Images for object localization
=== Section Start ===
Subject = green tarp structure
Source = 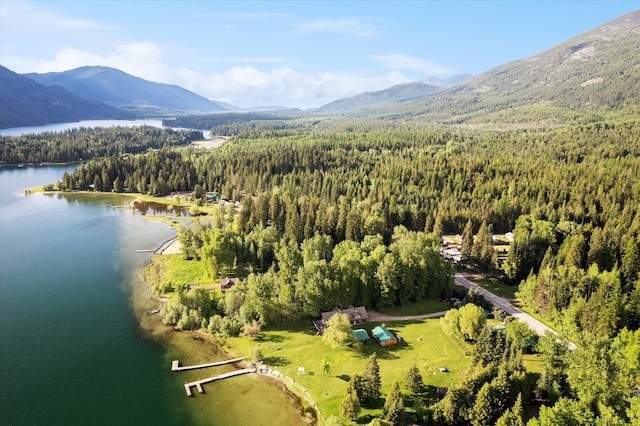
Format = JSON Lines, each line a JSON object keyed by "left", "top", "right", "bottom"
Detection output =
{"left": 353, "top": 329, "right": 370, "bottom": 341}
{"left": 371, "top": 325, "right": 398, "bottom": 346}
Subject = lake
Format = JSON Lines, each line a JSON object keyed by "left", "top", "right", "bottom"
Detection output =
{"left": 0, "top": 166, "right": 183, "bottom": 424}
{"left": 0, "top": 119, "right": 211, "bottom": 139}
{"left": 0, "top": 166, "right": 307, "bottom": 426}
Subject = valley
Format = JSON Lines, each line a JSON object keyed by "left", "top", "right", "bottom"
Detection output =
{"left": 1, "top": 5, "right": 639, "bottom": 426}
=== Section End ===
Print the records above verbatim, minus any pictures.

Subject = green tarp structure
Source = 
Format = JSON Lines, each line a JSON object keyed by "left", "top", "right", "bottom"
Detection output =
{"left": 353, "top": 329, "right": 370, "bottom": 341}
{"left": 371, "top": 325, "right": 398, "bottom": 346}
Subject = lake
Format = JSON Lines, each line a JSON object keyed by "left", "top", "right", "bottom"
Detection output =
{"left": 0, "top": 166, "right": 183, "bottom": 424}
{"left": 0, "top": 119, "right": 211, "bottom": 139}
{"left": 0, "top": 166, "right": 307, "bottom": 426}
Subject = valley
Format = JSON Lines, each line a JSON object keyed by "left", "top", "right", "bottom"
Detection output =
{"left": 1, "top": 5, "right": 639, "bottom": 426}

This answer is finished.